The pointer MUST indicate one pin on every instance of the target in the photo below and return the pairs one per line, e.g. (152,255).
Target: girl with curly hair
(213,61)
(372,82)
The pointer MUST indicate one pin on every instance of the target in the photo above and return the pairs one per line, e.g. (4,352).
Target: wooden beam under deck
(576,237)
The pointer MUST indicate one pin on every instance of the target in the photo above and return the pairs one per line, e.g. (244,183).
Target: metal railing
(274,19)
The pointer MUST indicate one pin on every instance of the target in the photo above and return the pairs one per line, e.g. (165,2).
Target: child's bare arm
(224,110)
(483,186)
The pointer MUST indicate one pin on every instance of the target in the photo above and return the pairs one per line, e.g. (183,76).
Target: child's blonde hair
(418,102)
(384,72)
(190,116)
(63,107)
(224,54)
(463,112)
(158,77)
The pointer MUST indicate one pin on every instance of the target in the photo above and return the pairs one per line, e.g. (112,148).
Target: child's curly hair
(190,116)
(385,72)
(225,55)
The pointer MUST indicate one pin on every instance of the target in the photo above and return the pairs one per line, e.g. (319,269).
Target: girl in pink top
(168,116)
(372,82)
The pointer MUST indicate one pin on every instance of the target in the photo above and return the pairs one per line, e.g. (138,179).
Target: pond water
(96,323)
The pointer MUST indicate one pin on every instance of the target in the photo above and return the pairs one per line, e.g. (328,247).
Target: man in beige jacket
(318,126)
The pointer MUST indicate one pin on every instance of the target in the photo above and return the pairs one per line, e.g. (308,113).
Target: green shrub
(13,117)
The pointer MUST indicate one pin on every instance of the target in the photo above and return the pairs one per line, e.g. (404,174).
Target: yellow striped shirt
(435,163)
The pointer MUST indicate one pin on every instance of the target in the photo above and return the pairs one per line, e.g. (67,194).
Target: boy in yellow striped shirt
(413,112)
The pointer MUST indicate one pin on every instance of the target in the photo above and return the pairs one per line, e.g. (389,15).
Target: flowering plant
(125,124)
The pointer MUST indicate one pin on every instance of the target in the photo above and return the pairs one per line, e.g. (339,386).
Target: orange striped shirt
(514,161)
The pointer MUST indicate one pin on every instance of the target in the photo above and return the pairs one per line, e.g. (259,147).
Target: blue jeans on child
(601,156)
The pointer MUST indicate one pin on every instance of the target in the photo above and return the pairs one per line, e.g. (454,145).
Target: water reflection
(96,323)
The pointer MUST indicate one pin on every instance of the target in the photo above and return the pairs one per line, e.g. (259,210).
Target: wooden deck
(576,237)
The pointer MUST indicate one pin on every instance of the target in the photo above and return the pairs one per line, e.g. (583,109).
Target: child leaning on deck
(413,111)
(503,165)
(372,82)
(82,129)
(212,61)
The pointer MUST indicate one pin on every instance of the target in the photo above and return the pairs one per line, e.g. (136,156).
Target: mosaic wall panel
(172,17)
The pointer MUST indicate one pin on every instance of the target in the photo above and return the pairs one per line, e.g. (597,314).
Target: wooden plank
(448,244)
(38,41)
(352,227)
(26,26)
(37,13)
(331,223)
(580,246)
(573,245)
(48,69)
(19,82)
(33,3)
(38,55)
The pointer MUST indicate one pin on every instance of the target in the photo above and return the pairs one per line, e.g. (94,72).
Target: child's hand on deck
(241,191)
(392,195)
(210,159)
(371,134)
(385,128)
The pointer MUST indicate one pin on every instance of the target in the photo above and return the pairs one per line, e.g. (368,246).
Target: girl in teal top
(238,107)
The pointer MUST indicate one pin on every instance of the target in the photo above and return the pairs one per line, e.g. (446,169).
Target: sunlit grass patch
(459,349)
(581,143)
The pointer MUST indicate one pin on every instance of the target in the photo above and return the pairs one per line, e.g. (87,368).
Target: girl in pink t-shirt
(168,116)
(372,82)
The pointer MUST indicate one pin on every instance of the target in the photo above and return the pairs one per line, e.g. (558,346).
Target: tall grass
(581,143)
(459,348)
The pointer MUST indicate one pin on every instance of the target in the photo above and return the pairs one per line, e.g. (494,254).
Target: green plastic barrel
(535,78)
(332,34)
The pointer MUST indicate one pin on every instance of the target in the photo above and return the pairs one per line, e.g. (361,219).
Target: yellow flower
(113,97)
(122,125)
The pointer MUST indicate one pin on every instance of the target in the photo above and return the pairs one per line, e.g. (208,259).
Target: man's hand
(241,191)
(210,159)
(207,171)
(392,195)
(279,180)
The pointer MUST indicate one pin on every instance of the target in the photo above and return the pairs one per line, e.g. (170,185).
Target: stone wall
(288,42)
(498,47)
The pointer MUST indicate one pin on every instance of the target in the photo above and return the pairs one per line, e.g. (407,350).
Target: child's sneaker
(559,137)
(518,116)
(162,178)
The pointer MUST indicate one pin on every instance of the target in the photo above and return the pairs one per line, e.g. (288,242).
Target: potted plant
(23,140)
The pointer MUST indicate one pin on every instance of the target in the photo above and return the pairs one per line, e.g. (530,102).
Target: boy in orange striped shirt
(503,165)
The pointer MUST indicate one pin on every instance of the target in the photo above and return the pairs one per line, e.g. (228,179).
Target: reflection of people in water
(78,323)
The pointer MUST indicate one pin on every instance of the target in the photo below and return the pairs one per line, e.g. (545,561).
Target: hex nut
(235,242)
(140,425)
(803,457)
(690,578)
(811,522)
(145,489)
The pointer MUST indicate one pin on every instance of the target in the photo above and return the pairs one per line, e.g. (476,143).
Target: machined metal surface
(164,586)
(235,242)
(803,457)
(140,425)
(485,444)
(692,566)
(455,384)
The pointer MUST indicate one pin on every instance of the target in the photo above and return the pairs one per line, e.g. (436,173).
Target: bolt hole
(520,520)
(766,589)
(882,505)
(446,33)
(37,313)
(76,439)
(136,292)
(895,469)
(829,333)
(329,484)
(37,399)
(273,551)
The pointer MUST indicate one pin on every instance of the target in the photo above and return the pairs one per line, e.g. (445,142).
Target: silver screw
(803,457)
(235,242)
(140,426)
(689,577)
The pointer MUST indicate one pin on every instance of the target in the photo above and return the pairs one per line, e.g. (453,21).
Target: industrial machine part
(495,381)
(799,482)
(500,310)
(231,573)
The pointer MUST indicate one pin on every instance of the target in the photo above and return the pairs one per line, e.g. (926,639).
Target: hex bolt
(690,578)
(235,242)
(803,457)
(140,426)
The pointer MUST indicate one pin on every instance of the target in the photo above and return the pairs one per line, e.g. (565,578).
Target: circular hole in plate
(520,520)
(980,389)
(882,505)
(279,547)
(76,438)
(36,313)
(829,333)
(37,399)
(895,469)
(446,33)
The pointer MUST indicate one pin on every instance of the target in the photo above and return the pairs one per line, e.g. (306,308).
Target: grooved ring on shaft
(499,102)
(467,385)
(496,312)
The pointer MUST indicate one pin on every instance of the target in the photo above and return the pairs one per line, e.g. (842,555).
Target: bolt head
----
→ **WHAT TO DO**
Only a number is needed: how many lines of the material above contain "below"?

→ **EXERCISE RESPONSE**
2